Exercise description >> Retype the following lines exactly as they appear.

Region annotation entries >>
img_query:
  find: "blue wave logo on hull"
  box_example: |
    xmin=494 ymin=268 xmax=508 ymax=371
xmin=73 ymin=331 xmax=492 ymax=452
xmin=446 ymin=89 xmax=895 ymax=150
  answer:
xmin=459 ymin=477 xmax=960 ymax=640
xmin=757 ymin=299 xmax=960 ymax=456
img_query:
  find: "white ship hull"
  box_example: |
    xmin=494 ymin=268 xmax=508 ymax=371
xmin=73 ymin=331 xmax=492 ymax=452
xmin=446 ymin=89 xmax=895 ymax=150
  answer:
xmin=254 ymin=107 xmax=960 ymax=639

Solved problem >>
img_query:
  find: "blue wave logo on hull"
  box_example: |
    xmin=494 ymin=268 xmax=508 ymax=371
xmin=73 ymin=331 xmax=492 ymax=452
xmin=446 ymin=89 xmax=895 ymax=150
  answer:
xmin=459 ymin=477 xmax=960 ymax=640
xmin=757 ymin=299 xmax=960 ymax=456
img_query:
  find: "white ship hull"
  box_example: |
    xmin=494 ymin=268 xmax=508 ymax=371
xmin=73 ymin=331 xmax=492 ymax=452
xmin=446 ymin=89 xmax=895 ymax=150
  answer:
xmin=254 ymin=107 xmax=960 ymax=639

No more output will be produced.